* _What you have to do_:
Reproduce the passage below on the termination provision between "It is not disputed" and "the Company Sale.", inclusive, switching "merger" to "transaction" wherever it occurs in that span.

* _Document_:
However, Section 12 of the Agreement sets forth a Termination provision. Pursuant to this provision, all rights and obligations (including Section 3) terminate if and when a Company Sale is consummated. The Termination Provision states:
This Agreement, and the respective rights and obligations of the Parties, shall terminate upon the earlier of the[:]
(a) consummation of a Company Sale[;] and (b) execution of a written agreement of each Party (other than the Management Holders who are not also Rollover Stockholders or Reinvesting Stockholders) to terminate this Agreement;
[P]rovided, however, that Section 2, 3, 4, 6, 7, 8 and 9 hereof shall terminate upon the closing of an IPO.
It is not disputed that the merger at issue was a Company Sale. The threshold requirements for invoking the Refrain Obligation were met. In this case, Authentix chose to proceed with a merger by consent in lieu of a stockholder vote. The Board vote and shareholder consent approving and consummating the merger both occurred on September 13, 2017. That consummation triggered Section 12’s termination provision. In this scenario, pursuant to 8 Del. C. § 262(d)(2), every action Petitioners took to seek and perfect their appraisal rights occurred after the closing of the merger. The question is not whether the Stockholders Agreement unequivocally and unambiguously bound Petitioners not to file an appraisal petition. The question is whether that obligation survived termination upon consummation of the Company Sale.
Notably, the parties here chose not to include a savings clause that would have allowed for survival of the Refrain Obligation. Such savings clauses are common. In fact, the NVCA Model Agreement, provided to this Court by the parties in their Joint Appendix, contains such a provision. It states:
Term. This Agreement shall be effective as of the date hereof and shall continue in effect until and shall terminate upon the earliest to occur of (a) the consummation of the Company’s first underwritten public offering of its Common Stock (other than a registration statement relating either to the sale of securities to employees of the Company pursuant to its stock option, stock purchase or similar plan or an SEC Rule 145 transaction); (b) the consummation of a Sale of the Company and distribution of proceeds to or escrow for the benefit of the Stockholders in accordance with the Restated Certificate, provided that the provisions of Section 3 hereof will continue after the closing of any Sale of the Company to the extent necessary to enforce the provisions of Section 3 with respect to such Sale of the Company; (c) termination of this Agreement in accordance with Section 7.8 below [; and (d) , 20 ].

Data items
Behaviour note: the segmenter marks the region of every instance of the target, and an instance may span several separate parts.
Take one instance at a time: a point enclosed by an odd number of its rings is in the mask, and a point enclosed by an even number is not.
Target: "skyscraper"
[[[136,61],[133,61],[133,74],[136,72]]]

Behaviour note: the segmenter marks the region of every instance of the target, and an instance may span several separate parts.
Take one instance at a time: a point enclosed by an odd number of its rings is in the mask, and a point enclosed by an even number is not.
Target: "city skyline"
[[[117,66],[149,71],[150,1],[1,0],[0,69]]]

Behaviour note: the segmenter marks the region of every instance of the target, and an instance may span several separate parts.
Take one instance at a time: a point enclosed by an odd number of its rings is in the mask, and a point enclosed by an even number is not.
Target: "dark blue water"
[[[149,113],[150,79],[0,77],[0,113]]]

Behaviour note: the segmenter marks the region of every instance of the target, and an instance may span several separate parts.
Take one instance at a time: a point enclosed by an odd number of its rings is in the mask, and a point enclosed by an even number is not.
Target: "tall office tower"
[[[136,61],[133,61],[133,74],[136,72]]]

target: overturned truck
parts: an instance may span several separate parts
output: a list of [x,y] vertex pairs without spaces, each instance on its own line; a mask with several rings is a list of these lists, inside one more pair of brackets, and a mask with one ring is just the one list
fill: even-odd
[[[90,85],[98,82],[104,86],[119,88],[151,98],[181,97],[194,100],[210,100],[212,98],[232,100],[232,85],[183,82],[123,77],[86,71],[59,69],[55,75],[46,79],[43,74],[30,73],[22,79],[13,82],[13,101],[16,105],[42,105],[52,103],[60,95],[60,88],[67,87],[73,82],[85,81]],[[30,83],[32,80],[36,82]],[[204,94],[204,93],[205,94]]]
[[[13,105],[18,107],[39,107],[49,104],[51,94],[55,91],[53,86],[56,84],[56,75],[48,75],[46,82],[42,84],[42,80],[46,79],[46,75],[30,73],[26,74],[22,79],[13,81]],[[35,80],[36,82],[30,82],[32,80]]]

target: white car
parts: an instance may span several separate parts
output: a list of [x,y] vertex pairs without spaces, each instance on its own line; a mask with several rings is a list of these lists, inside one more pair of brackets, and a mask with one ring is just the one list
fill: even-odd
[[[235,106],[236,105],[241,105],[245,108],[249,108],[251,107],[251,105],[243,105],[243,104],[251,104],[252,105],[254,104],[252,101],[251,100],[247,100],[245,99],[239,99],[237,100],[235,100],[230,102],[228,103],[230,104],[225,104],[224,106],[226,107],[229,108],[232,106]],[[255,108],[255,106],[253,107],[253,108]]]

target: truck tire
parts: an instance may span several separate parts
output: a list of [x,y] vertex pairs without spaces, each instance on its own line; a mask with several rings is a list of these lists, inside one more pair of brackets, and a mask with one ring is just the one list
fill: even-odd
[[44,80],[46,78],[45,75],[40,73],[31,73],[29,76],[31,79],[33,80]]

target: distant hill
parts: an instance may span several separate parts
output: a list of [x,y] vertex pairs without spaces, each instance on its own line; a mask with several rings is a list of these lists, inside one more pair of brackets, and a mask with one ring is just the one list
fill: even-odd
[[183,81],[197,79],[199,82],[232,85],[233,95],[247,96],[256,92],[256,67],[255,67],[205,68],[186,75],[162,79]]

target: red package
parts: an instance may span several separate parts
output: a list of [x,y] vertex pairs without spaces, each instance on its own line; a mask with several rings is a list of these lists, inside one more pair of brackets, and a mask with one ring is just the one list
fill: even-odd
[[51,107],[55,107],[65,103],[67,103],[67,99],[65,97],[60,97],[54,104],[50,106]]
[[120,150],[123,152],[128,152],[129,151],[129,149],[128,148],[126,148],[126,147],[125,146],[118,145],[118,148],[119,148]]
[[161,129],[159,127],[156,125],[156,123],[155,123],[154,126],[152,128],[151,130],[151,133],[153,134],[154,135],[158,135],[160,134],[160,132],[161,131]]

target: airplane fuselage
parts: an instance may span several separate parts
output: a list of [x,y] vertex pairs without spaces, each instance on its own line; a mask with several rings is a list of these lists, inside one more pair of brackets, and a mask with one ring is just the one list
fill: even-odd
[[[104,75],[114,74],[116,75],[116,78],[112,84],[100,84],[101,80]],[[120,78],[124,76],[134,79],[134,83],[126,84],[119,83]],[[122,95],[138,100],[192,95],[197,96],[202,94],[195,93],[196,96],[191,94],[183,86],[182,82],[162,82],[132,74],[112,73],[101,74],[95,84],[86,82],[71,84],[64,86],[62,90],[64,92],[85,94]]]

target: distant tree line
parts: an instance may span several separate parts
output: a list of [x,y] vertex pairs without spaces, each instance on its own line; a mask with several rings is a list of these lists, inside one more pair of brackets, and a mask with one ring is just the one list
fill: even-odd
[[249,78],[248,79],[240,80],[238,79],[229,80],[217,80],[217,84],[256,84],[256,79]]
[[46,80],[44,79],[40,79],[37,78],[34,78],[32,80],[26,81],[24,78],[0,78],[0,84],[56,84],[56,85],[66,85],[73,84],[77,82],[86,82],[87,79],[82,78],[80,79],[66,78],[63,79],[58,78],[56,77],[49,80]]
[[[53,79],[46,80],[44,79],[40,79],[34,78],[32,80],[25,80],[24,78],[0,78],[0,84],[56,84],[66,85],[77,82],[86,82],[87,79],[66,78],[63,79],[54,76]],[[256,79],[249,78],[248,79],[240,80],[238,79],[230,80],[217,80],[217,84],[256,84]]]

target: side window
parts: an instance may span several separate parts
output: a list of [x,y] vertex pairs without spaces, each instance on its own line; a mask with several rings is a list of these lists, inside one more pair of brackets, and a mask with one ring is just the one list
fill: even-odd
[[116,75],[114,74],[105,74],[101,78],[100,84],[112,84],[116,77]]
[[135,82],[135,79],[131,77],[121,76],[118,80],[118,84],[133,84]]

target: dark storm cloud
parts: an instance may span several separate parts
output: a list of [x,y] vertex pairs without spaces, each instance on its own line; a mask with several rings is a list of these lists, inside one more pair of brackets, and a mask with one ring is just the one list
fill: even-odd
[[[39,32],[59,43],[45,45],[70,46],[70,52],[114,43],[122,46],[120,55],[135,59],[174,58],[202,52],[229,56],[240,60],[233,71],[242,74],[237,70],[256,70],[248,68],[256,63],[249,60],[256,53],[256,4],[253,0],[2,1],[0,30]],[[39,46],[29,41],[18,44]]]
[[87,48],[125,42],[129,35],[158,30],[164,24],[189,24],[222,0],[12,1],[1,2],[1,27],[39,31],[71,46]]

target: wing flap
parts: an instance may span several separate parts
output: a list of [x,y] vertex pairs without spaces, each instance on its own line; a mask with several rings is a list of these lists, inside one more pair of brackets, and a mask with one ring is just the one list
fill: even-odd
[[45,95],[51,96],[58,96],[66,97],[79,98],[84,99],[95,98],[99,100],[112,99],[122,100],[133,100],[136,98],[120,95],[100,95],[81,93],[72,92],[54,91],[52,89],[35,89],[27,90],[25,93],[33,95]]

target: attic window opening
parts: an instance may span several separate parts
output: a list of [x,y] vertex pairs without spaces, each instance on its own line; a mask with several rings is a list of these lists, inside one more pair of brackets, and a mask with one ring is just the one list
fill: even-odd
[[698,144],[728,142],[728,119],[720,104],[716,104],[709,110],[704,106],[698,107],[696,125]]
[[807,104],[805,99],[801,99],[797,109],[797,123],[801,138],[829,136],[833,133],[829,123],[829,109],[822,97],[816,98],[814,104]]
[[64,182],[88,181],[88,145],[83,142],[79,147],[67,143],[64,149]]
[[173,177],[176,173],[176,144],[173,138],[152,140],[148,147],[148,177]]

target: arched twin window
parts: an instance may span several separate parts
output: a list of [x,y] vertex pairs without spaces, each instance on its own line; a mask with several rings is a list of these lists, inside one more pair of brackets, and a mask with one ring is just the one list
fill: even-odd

* _Answer for this exercise_:
It is not disputed that the transaction at issue was a Company Sale. The threshold requirements for invoking the Refrain Obligation were met. In this case, Authentix chose to proceed with a transaction by consent in lieu of a stockholder vote. The Board vote and shareholder consent approving and consummating the transaction both occurred on September 13, 2017. That consummation triggered Section 12’s termination provision. In this scenario, pursuant to 8 Del. C. § 262(d)(2), every action Petitioners took to seek and perfect their appraisal rights occurred after the closing of the transaction. The question is not whether the Stockholders Agreement unequivocally and unambiguously bound Petitioners not to file an appraisal petition. The question is whether that obligation survived termination upon consummation of the Company Sale.